Can you output, as a JSON list of strings with one string per line and blank lines omitted, the lines from the one containing "segment --target sand" up to and including the one containing "160 61 L 135"? Leave the pictures out of the answer.
=== DATA EXTRACT ===
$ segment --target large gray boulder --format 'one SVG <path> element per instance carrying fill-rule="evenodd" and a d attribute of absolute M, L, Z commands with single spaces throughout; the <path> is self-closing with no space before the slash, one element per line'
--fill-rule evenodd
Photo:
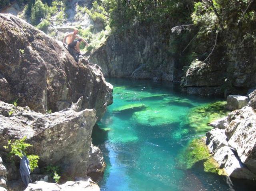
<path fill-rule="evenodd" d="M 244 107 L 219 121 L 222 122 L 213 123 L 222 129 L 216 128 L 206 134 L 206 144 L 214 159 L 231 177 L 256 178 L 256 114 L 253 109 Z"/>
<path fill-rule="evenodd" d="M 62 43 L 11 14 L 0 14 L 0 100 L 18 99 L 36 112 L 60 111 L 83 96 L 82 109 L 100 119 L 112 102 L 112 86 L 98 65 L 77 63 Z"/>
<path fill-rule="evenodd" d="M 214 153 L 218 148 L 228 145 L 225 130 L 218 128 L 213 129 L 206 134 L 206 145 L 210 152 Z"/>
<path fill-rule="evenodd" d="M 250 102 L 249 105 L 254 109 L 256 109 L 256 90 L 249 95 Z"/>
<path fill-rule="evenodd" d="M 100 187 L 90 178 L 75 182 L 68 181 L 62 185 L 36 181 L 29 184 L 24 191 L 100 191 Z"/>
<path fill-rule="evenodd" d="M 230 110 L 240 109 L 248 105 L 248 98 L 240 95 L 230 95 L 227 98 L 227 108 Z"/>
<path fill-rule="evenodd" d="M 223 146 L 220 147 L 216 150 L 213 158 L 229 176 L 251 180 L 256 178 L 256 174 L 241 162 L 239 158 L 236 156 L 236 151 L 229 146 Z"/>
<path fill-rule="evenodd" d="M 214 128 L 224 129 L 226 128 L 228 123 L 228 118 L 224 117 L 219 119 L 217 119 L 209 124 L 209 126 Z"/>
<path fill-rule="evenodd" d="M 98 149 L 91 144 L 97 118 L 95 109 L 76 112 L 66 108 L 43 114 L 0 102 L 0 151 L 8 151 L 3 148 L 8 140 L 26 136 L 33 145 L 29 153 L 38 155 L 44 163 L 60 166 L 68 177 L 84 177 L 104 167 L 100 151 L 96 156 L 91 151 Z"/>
===
=== DATA EXTRACT ===
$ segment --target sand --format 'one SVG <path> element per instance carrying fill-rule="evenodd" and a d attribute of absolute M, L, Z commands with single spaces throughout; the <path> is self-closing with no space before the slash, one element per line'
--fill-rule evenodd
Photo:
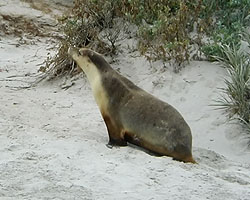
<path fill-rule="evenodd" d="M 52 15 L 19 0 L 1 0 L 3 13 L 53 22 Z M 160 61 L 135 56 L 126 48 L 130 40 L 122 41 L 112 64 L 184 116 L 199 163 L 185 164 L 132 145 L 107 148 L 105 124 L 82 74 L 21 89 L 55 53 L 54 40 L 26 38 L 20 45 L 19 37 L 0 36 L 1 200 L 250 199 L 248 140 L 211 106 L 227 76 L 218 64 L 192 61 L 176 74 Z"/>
===
=== DATA EXTRACT ===
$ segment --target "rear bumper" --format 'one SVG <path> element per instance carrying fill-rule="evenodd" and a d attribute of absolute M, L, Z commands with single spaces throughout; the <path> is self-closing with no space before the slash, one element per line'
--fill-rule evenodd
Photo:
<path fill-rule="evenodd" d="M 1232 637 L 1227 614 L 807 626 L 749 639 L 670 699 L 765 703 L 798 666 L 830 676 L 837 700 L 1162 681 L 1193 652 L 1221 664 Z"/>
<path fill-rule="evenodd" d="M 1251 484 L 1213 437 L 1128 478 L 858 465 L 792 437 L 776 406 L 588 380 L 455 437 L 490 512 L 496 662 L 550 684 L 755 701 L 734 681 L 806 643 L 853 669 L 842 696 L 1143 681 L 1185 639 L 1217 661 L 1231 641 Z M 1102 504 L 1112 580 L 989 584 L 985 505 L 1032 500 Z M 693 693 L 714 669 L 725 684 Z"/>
===
§ **ANSWER FOR THIS EXERCISE**:
[
  "$ segment --target sand --format 'one SVG <path> element per instance carrying fill-rule=\"evenodd\" and a d attribute of absolute M, L, Z commands with single spaces throughout; the <path> is self-closing with no space before the slash, one element per line'",
  "--fill-rule evenodd",
  "Photo:",
  "<path fill-rule=\"evenodd\" d=\"M 52 15 L 19 0 L 1 0 L 3 13 L 53 22 Z M 160 61 L 135 56 L 126 48 L 130 40 L 122 41 L 112 64 L 184 116 L 199 163 L 185 164 L 132 145 L 107 148 L 105 124 L 82 74 L 21 89 L 55 53 L 54 40 L 26 38 L 20 45 L 19 37 L 0 36 L 1 200 L 250 199 L 248 140 L 211 106 L 227 76 L 218 64 L 192 61 L 176 74 Z\"/>"
]